• Your goal
Retyping the entire listing exactly is the task.

• Given information
* * * * * * *

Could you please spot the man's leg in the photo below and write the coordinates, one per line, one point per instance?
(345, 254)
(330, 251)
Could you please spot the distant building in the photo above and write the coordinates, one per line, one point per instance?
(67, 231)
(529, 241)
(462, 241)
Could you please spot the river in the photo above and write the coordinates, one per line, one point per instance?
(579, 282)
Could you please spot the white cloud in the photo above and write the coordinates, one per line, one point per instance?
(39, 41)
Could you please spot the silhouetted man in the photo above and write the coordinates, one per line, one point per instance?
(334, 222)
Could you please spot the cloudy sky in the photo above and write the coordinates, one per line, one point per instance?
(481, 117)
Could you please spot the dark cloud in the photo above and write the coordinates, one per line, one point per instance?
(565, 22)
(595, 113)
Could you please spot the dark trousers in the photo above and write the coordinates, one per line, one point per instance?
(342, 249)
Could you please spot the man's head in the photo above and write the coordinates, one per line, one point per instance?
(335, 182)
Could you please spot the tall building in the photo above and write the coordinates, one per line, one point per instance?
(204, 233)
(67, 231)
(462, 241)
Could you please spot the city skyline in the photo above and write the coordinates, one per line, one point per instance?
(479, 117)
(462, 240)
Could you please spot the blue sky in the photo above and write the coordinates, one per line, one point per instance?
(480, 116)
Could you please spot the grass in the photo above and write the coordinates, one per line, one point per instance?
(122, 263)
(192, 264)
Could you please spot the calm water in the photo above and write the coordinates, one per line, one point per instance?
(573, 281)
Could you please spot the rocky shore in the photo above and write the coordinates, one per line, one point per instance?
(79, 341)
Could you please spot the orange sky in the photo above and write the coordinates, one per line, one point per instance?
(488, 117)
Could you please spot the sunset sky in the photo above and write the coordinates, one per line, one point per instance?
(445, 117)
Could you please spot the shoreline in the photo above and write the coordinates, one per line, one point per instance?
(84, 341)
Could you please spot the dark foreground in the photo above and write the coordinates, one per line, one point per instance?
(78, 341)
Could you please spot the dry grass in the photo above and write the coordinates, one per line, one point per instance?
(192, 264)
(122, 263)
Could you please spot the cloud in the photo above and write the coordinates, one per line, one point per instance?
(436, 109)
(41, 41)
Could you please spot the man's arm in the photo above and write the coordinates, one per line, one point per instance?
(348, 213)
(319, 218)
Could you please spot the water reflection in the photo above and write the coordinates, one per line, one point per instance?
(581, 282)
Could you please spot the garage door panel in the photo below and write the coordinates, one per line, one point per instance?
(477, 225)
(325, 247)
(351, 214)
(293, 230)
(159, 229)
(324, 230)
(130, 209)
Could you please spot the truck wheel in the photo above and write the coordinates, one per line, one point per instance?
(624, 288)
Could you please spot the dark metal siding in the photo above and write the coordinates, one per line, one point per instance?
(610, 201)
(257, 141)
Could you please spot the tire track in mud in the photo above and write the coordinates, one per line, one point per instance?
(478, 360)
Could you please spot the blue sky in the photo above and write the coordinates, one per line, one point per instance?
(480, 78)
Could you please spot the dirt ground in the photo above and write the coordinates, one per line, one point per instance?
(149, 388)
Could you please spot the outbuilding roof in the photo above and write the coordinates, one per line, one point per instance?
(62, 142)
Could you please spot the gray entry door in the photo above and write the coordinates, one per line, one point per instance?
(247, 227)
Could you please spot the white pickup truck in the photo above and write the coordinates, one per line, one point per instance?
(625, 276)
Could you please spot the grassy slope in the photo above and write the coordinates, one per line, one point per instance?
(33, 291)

* * * * * * *

• Task response
Could you please spot the man's leg in the photo below and write the coordinates, one per line, one point per instance?
(345, 254)
(330, 251)
Could you please spot the distant building in the photo above and write the coordinates, one per line, one point per instance?
(67, 231)
(529, 241)
(462, 241)
Could you please spot the river in the photo above and write the coordinates, one per line, one point per instance?
(579, 282)
Could you please spot the white cloud in the photo above and write the coordinates, one per line, one point per instance?
(39, 41)
Could you please spot the silhouetted man in the photo above and write the coordinates, one per line, one point per instance?
(334, 222)
Could you please spot the cloudy sky in the photo above and write the coordinates, one per line, one point per instance?
(481, 117)
Could you please spot the dark cloud in the photo above and write the coordinates, one per line, one point per instance?
(565, 22)
(595, 113)
Could you please spot the dark trousers in the photo above and write the coordinates, one per line, one point per instance?
(342, 249)
Could you please spot the man's head in the photo above and write the coordinates, one per line, one point per instance?
(335, 182)
Could you please spot the tall building in the photo above and write the coordinates, one per line, one point per instance?
(204, 233)
(67, 231)
(462, 241)
Could you please spot the city skyline in the photo above and write the coordinates, one per line, one point per instance?
(479, 117)
(462, 240)
Could you please spot the blue sky in the photo above and write the coordinates, one per line, one point per instance?
(480, 116)
Could you please spot the grass in the photo above and write the coordinates, one per line, one point per instance?
(122, 263)
(192, 264)
Could you please spot the calm water in the photo above and write the coordinates, one per line, one point per instance?
(573, 281)
Could you please spot the rocky shore in the photo above and write the coordinates, one per line, one point per instance?
(79, 341)
Could you please spot the orange sky in the photo above and write the coordinates, one per line, one point per instance?
(488, 117)
Could you please spot the sunset sky in the photo above and write the coordinates, one per line, one point per instance?
(445, 117)
Could you please spot the shoreline in the photo above and write the coordinates, one per line, one point per instance?
(84, 341)
Could you please spot the dark foreground in the photo above and write the coordinates, one per line, one point per instance?
(78, 341)
Could you please spot the dry grass in the photo above and write the coordinates, one per line, one point per instance?
(192, 264)
(122, 263)
Could you please spot the cloud in the photo above and write the coordinates, one per line, one point per instance?
(436, 109)
(41, 41)
Could you please spot the man's arm in the photo above and write the coordinates, one per line, one point per instance?
(348, 213)
(319, 218)
Could you please spot the water reflection in the photo above and write the coordinates, one per line, one point per instance?
(581, 282)
Could you please spot the garage door panel in the photo below and write the coordinates, one per line, one point per instance?
(477, 225)
(325, 247)
(351, 214)
(293, 230)
(159, 229)
(324, 230)
(130, 209)
Could you please spot the truck wheel in the photo above and write the coordinates, one per line, one point per instance?
(624, 288)
Could you please spot the dark metal siding in the photo above and write the coordinates, one per line, one point per instance?
(610, 201)
(257, 141)
Could you please spot the tire track in mud in the photo above and write the coordinates, one per line, one point per instance?
(478, 360)
Could you please spot the blue sky in the photo above and write the coordinates, one per line, one point per instance?
(480, 78)
Could you please spot the dirt ground in the photo above and write the coordinates, one per line, one point per instance?
(149, 388)
Could you please spot the outbuilding roof in the photo above and write the coordinates, one per line, one point per instance?
(62, 142)
Could you please spot the gray entry door in the photo above and write the coordinates, one per line, one point per instance?
(247, 227)
Could you please spot the white pickup truck in the photo above and write the coordinates, one per line, one point per instance?
(625, 276)
Could you please spot the grassy slope in the photo above and write the coordinates, one per line, one point per instance?
(33, 291)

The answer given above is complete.